::: Input :::
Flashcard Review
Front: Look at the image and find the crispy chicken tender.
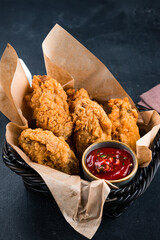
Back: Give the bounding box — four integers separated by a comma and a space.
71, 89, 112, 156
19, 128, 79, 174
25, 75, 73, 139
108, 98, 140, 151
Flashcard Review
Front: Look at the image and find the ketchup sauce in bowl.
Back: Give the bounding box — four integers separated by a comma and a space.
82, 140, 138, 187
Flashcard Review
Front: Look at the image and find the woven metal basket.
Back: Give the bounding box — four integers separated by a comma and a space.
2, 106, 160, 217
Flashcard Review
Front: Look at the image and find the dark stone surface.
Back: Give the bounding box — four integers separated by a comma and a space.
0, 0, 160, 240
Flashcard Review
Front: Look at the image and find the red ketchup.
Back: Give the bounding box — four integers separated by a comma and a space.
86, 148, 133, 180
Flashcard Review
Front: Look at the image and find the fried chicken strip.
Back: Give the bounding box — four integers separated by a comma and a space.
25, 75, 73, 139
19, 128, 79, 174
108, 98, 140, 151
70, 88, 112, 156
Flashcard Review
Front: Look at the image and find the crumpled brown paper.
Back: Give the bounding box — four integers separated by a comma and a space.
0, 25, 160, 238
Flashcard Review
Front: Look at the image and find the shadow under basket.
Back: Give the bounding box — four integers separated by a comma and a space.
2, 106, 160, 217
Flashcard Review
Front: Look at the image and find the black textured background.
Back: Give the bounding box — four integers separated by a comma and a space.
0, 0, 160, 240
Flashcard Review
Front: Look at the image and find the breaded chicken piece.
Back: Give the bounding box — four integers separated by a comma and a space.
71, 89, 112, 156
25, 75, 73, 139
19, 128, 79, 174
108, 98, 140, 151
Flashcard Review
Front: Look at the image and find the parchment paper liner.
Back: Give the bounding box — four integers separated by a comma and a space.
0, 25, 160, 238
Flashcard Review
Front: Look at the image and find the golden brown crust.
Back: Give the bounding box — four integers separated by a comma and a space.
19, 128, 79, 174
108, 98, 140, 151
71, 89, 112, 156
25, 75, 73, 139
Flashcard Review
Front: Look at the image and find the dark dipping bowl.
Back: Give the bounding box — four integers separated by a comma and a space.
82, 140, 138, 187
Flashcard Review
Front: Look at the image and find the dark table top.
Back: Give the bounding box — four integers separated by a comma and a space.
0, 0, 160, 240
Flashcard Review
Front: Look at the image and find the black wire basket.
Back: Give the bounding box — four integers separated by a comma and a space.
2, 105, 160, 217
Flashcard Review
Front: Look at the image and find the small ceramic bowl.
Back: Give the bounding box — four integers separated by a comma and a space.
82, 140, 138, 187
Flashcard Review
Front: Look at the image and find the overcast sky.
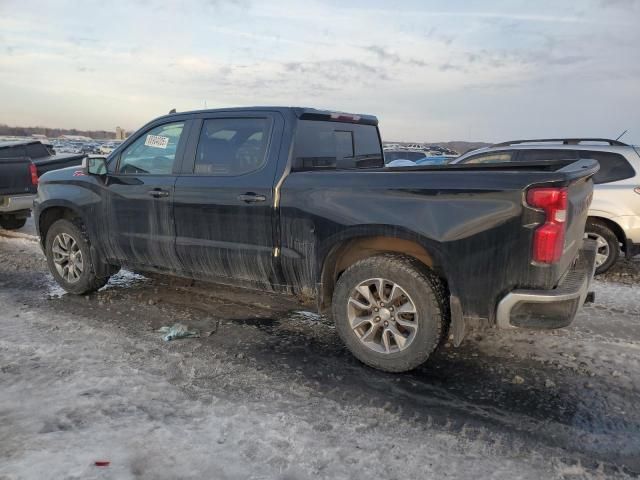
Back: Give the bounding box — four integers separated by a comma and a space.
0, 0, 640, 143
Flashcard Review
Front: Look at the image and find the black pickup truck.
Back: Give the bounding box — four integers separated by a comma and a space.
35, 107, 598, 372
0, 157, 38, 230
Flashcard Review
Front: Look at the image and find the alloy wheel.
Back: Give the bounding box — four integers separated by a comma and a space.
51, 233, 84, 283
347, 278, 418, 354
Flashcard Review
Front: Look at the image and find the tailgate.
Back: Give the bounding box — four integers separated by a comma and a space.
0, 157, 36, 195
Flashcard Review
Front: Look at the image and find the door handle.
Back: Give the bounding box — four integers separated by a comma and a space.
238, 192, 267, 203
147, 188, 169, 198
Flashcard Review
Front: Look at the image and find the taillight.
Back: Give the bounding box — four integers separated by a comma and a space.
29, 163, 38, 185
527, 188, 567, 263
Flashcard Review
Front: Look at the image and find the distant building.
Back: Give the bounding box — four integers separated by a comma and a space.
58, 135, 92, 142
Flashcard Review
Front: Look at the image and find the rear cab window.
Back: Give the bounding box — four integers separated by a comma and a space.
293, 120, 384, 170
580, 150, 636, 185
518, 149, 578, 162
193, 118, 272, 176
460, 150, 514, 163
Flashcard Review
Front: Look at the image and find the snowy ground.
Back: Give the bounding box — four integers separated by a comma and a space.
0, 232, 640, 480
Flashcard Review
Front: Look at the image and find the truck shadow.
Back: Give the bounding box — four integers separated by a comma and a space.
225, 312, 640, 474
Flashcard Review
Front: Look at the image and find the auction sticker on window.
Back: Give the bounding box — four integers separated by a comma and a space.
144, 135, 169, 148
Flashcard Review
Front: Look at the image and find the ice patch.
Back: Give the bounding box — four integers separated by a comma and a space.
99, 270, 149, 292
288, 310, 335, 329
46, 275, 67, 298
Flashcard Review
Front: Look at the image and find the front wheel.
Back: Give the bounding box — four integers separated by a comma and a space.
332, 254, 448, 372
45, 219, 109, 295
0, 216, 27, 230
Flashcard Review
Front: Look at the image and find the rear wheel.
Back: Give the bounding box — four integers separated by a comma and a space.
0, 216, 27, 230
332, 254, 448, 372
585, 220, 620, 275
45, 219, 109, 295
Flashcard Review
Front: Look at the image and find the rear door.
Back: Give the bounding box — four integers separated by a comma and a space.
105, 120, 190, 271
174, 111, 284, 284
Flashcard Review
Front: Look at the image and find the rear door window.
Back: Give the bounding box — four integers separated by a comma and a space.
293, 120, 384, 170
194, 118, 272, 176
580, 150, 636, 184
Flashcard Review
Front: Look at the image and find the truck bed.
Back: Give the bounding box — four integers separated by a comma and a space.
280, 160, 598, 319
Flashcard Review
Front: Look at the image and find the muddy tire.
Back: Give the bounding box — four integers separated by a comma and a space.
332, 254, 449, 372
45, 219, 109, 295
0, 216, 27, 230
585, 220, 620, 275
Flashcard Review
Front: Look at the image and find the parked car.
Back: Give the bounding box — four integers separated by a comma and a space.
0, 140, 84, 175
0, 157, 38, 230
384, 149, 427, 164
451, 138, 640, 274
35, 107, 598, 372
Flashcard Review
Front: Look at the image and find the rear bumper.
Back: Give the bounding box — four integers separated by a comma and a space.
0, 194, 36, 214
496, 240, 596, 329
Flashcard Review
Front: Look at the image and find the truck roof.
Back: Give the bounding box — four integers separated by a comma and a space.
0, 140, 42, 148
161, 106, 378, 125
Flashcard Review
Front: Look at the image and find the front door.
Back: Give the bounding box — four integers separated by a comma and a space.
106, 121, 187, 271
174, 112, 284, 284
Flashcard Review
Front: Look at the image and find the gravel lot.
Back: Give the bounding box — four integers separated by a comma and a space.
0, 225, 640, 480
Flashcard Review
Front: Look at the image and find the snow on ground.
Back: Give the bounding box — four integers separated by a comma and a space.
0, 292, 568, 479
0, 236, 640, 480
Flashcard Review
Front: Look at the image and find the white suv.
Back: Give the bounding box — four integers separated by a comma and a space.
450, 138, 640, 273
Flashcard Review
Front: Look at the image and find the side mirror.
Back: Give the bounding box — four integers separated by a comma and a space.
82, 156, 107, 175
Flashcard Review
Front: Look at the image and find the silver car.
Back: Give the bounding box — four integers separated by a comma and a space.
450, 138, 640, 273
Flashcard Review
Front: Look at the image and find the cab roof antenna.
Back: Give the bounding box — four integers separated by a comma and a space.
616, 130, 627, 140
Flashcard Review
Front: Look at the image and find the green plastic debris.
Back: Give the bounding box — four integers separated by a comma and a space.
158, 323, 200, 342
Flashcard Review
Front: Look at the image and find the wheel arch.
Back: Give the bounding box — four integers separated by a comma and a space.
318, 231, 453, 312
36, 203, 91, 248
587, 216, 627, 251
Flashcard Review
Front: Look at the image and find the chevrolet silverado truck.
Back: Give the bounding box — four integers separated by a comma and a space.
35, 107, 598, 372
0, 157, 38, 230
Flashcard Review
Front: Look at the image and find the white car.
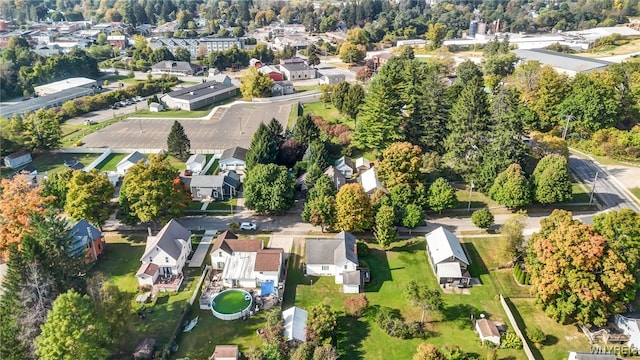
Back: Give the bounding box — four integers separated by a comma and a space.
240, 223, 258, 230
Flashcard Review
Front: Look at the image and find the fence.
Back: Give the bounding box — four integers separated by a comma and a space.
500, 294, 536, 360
:::
### [Short problem]
Show every line in the entries above that contains the word "door". Case counts.

### [Solution]
Front: Look at the image and find the door handle.
Front: Look at the image and find the rear door.
Front: Look at the image and find the rear door window.
Front: Look at the image and find the front door.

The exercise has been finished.